HOW TO COMPLETE THIS TASK:
Every record that follows is to be copied exactly, with the pictures omitted.

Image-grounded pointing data
· · · · · · ·
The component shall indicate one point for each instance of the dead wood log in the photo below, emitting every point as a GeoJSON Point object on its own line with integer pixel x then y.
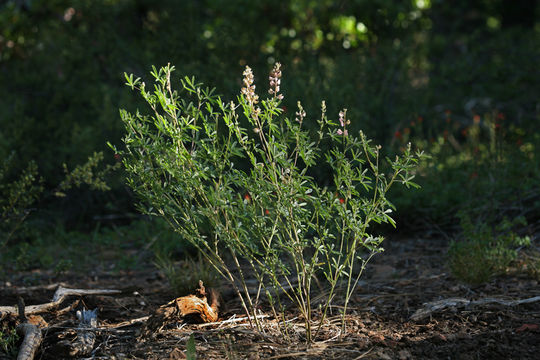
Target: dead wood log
{"type": "Point", "coordinates": [31, 332]}
{"type": "Point", "coordinates": [439, 305]}
{"type": "Point", "coordinates": [202, 307]}
{"type": "Point", "coordinates": [59, 296]}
· · · · · · ·
TASK RESPONSE:
The component shall indicate one point for each instance of the dead wood log in the photo below, emitting every point as a GeoJSON Point object on its own line with integer pixel x then y.
Target: dead wood log
{"type": "Point", "coordinates": [31, 332]}
{"type": "Point", "coordinates": [439, 305]}
{"type": "Point", "coordinates": [202, 307]}
{"type": "Point", "coordinates": [59, 296]}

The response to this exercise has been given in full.